- _INSTRUCTIONS FOR THE TASK_: Locate "Note: point to the straw" in the listing below, then output the line holding it and every line after it, exactly and with nothing else.

(Dataset excerpts on object pointing)
....
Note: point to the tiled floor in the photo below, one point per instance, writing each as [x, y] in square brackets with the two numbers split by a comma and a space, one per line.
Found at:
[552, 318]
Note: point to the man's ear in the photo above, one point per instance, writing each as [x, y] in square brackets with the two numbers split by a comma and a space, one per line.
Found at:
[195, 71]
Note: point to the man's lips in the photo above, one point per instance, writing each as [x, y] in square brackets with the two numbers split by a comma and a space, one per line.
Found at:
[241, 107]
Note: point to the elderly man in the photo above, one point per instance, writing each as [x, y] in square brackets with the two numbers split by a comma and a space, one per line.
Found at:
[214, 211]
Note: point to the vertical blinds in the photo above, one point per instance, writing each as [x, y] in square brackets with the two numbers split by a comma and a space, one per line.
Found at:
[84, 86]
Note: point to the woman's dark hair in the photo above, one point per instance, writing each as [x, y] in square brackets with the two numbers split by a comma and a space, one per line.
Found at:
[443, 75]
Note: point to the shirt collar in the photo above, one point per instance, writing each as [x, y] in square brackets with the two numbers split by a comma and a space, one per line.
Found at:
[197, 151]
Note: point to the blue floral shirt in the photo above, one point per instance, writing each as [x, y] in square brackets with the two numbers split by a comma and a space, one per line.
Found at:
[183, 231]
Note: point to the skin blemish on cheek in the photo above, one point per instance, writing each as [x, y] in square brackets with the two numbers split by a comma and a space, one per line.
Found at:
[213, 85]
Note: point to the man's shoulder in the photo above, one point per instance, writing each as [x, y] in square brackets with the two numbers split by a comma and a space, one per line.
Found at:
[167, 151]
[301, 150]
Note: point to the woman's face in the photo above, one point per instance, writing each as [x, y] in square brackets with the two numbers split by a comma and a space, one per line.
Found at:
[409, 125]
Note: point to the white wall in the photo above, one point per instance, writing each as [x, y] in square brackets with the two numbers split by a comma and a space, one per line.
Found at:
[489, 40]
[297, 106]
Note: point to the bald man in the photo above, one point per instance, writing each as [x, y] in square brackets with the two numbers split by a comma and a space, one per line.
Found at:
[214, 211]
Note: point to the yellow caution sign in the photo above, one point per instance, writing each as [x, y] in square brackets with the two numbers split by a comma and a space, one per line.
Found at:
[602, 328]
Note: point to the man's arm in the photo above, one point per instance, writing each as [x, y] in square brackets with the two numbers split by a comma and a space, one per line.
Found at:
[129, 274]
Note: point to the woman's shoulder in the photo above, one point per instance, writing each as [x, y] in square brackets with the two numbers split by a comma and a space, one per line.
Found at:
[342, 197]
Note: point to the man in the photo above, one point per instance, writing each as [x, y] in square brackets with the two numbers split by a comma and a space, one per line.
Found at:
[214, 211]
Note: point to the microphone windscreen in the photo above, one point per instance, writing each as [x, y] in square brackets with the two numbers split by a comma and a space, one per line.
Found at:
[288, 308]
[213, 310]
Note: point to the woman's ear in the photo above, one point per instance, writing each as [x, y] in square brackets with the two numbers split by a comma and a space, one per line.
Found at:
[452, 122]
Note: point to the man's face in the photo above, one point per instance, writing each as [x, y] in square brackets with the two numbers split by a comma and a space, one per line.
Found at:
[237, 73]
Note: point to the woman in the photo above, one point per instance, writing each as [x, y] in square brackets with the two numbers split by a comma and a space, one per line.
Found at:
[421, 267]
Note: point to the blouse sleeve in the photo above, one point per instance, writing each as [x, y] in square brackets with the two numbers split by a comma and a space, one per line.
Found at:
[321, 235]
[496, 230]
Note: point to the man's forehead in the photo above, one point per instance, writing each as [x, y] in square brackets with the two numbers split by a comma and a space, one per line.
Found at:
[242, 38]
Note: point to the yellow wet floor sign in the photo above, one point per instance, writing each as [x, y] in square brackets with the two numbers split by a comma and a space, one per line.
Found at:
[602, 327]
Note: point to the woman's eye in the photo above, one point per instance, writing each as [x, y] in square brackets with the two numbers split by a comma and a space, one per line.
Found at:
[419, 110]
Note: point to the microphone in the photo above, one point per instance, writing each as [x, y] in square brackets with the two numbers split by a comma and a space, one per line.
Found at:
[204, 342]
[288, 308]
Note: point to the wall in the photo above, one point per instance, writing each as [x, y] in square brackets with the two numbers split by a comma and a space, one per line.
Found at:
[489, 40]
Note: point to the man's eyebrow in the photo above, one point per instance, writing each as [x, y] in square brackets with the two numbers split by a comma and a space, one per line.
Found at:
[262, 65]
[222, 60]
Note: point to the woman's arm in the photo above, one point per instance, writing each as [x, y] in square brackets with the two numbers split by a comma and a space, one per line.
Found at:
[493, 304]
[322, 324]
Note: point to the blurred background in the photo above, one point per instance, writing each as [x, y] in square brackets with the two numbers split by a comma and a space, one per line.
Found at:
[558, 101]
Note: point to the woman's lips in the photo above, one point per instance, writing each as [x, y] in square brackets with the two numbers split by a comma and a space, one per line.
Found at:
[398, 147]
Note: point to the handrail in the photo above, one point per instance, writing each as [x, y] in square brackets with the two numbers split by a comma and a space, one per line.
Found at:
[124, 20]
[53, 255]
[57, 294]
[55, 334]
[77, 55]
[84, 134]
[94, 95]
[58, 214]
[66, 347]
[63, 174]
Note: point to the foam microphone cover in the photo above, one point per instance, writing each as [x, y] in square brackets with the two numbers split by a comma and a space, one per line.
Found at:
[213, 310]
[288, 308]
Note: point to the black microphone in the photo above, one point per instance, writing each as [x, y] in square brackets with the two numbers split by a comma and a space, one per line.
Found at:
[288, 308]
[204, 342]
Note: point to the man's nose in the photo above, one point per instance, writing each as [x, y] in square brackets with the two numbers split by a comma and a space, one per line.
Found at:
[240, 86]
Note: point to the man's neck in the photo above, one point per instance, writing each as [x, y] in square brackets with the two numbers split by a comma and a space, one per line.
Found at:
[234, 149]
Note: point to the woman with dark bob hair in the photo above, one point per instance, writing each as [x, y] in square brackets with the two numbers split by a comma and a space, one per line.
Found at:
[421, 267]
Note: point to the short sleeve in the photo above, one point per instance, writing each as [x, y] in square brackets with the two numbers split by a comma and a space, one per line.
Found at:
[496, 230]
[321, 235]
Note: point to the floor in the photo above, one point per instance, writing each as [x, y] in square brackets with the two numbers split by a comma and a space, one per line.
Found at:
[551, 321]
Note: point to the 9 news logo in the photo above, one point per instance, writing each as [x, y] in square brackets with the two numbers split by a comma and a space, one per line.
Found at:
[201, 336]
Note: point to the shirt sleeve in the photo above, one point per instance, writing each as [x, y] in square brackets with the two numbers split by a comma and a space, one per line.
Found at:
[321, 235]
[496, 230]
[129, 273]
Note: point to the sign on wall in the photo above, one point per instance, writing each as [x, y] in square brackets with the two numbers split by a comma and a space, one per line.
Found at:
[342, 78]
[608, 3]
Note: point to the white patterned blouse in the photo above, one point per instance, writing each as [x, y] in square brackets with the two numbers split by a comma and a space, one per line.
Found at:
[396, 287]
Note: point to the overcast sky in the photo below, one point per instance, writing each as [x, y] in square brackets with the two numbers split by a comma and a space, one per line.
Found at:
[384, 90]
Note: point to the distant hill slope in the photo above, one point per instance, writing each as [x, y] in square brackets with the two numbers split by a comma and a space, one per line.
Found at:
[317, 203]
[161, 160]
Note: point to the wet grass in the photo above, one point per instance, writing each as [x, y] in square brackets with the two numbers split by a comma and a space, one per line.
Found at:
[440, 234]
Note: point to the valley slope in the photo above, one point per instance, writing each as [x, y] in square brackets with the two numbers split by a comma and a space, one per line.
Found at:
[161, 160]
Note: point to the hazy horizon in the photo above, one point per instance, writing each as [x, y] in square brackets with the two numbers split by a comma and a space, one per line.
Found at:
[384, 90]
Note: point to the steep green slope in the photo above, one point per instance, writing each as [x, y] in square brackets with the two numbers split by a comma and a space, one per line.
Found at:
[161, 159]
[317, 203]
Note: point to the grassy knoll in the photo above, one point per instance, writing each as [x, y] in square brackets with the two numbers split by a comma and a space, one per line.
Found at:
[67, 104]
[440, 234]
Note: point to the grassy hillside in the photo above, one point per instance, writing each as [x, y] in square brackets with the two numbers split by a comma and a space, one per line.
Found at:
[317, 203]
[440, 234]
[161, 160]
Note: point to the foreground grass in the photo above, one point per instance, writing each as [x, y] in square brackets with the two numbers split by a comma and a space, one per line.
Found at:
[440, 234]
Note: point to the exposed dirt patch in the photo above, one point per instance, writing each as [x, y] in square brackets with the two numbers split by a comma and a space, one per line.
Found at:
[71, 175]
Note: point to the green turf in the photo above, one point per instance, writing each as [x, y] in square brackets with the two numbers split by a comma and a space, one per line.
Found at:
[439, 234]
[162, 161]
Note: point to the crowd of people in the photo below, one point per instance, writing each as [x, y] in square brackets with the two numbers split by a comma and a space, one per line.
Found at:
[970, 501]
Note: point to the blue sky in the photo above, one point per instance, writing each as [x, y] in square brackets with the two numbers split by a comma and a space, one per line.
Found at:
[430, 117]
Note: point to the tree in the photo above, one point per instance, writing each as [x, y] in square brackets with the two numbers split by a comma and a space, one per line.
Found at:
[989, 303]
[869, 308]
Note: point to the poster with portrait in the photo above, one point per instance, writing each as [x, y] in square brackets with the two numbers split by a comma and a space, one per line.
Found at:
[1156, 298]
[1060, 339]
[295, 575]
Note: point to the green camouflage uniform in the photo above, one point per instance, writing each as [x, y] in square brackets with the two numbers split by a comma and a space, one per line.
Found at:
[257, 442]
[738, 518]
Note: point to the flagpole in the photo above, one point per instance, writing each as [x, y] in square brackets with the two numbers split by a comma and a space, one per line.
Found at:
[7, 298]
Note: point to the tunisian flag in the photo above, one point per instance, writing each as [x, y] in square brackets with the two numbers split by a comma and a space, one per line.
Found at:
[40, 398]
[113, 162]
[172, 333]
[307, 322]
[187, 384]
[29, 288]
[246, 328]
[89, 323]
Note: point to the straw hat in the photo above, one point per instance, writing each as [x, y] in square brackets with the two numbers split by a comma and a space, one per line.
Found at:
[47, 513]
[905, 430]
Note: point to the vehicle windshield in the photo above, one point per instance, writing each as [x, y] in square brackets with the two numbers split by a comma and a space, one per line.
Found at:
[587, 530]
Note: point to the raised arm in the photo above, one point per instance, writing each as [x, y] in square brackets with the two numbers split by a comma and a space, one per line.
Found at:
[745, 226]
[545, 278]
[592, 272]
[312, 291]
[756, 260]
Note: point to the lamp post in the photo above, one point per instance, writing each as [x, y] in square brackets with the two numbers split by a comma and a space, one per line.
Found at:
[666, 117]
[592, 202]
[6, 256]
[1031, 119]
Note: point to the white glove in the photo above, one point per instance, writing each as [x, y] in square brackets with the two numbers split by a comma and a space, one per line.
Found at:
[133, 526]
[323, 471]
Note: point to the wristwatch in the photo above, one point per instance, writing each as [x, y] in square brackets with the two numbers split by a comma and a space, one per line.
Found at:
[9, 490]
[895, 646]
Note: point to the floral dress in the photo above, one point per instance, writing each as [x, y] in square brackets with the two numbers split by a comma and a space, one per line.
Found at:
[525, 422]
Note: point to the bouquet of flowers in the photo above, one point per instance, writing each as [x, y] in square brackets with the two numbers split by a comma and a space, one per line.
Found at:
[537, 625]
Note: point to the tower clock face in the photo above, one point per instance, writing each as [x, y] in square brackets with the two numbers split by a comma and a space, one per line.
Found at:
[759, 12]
....
- _RESULT BELOW_:
Note: point to the straw hat in the photo above, one point per instance, writing each as [x, y] in square brackets with the two numbers split by a comma and a space, one per line.
Found at:
[47, 513]
[905, 430]
Note: point to the vehicle windshield in the photo above, one point per instance, writing each as [x, y] in square brackets with the two numbers split by a comma and a space, one per line.
Found at:
[587, 530]
Note: point to the raised arm in the photo above, one point per instance, writing each as [x, y] in square brackets with the two numbers split by a comma and a space, one per line.
Found at:
[745, 226]
[545, 278]
[592, 272]
[312, 291]
[756, 260]
Note: point to the lamp post in the photo above, one point per instance, writing each as [x, y] in square brackets with the two numbers split by a comma and a space, one per line.
Found at:
[666, 117]
[592, 202]
[6, 256]
[1031, 119]
Note: point to the white glove in the photo above, one point per instance, writing each as [x, y] in square brackets with the two numbers split by a comma and a space, one per line.
Found at:
[133, 526]
[323, 471]
Note: point to the wristwatch in the photo above, one point per instance, writing each as [x, y] in square brackets with the two numbers split by a comma and a space, one per line.
Found at:
[9, 490]
[895, 646]
Note: point to the floral dress in the photo above, one point per instance, writing each as [x, y] in square brackets with the two numbers split by a comma and a space, one per line.
Found at:
[525, 422]
Note: point to the bouquet of flowers in the photo above, one point per instance, writing each as [x, y] in square brackets with the two numbers split by a comma and a space, one per line.
Found at:
[537, 625]
Note: point to the tower clock face in the photo above, one point per instance, writing each as [x, y] in square brackets with the two numbers split by a comma and a space, one per line.
Found at:
[759, 12]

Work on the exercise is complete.